[Estratto del testo]

-------

Al contrario non preclude l'impugnazione la quietanza a saldo rilasciata dal lavoratore all'atto de riscossione del trattamento di fine rapporto o di altre spettanze, in considerazione del carattere di dichiarazioni di scienza della quietanza, come tale priva di effetto negoziale, inidonea a significare acquiescenza al licenziamento e rinuncia alla relativa impugnazione, in mancanza di circostanze idonee a dimostrare una inequivocabile volontà abdicativa.
2. L'art. 6 nulla dice se il termine decadenziale si applichi a qualunque tipo di licenziamento (nullo, annullabile o inefficace).
Al riguardo, dopo le incertezze espresse da dottrina e giurisprudenza, è intervenuta la Cassazione a Sezioni Unite con le sentenze n. 5394 del 18 ottobre 1982 e n. 1236 del 21 febbraio 1984, affermando che in caso di licenziamento nullo, sia per difetto di forma scritta sia per omessa comunicazione scritta dei motivi richiesti, non incombe sul lavoratore l'onere di impugnare a pena di decadenza il licenziamento entro il termine di cui all'art. 6.
La giurisprudenza maggioritaria ritiene che l'art. 6 sia applicabile a qualunque tipo di licenziamento, nullo, annullabile o inefficace che sia, ivi compreso il licenziamento nullo a causa di matrimonio o in gravidanza e puerperio, con la sola eccezione del licenziamento orale, in quanto ritenuto giuridicamente inesistente, onde il licenziamento intimato oralmente può essere impugnato nel termine di prescrizione quinquennale.

-------

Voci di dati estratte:
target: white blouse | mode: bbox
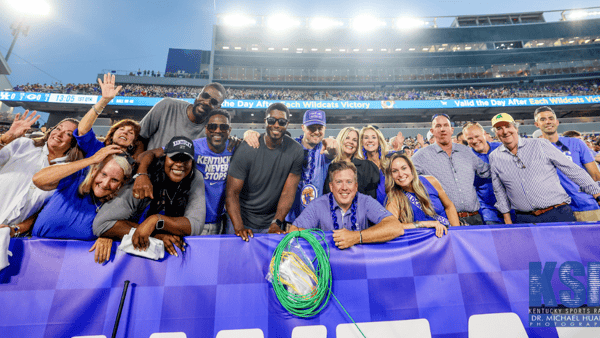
[0,137,67,225]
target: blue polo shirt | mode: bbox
[32,168,100,240]
[294,192,392,231]
[552,136,600,211]
[285,143,331,223]
[471,142,504,223]
[194,137,233,224]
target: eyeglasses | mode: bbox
[206,123,229,132]
[513,155,527,169]
[431,114,450,122]
[200,92,219,107]
[265,117,288,127]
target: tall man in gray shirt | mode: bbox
[225,103,304,241]
[140,82,226,149]
[412,114,490,225]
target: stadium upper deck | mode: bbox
[211,9,600,87]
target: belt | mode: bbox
[515,202,567,216]
[458,211,479,218]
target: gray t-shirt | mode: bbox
[93,168,206,237]
[229,134,304,229]
[140,98,206,149]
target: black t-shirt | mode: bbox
[228,134,304,229]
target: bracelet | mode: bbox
[92,104,104,116]
[10,225,21,237]
[132,173,150,180]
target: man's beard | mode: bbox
[192,103,210,123]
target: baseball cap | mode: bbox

-------

[Compito A]
Secondo l'estratto sull'impugnazione del licenziamento, entro quale termine può essere impugnato un licenziamento intimato oralmente?
[Compito B]
Prosegui l'estratto sull'impugnazione del licenziamento a partire dalla sua ultima frase.

[Risultato A]
Nel termine di prescrizione quinquennale.

[Risultato B]
3. Sulla questione della recettizietà o meno dell'atto di impugnazione del licenziamento la giurisprudenza, sia di legittimità che di merito, si era assestata sulla prima posizione, prendendo le mosse dalla sentenza delle sezioni Unite del 18 ottobre 1982, n. 5395, che, componendo un contrasto giurisprudenziale, aveva qualificato l'impugnazione del licenziamento sotto un profilo sostanziale come atto unilaterale recettizio con l'effetto che entro il termine di sessanta giorni il lavoratore dovesse non solo manifestare la volontà di impugnare ma anche renderla nota al datore di lavoro.
La successiva giurisprudenza ha sempre ribadito il medesimo rigoroso orientamento, e, sia pure diversamente opinando sulla natura negoziale o meno dell'impugnativa, ha ritenuto che dalla natura di atto unilaterale recettizio dell'impugnazione del licenziamento conseguisse l'applicabilità dell'art. 1334 c.c. a mente del quale “gli atti unilaterali producono effetto dal momento in cui pervengono a conoscenza della persona alla quale sono destinati”.
Alla stregua di tale modello interpretativo, quanto alla impugnazione giudiziale, è stata ritenuta tempestiva l'impugnativa contenuta nel ricorso introduttivo soltanto ove la notifica del ricorso e del decreto fosse avvenuta entro il termine decadenziale di sessanta giorni, incorrendo nella decadenza suddetta “quando ci si sia limitati a depositare in cancelleria il ricorso introduttivo della causa di impugnazione entro il termine, provvedendo alla notificazione solo successivamente alla scadenza di esso, in quanto il mero deposito non è idoneo a realizzare la conoscenza da parte del convenuto della volontà espressa con l'atto depositato, salvo che dell'esistenza di questo egli non venga tempestivamente avvertito con comunicazione stragiudiziale, ma pur sempre per iscritto e anteriormente alla scadenza di cui sopra”, ciò “al fine di evitare l'insorgere di controversie in epoca lontana dai fatti con le intuitive difficoltà che ne conseguono in materia di prova per l'una e per l'altra parte” (Cass. ss.uu. 18 ottobre 1982, n. 5395).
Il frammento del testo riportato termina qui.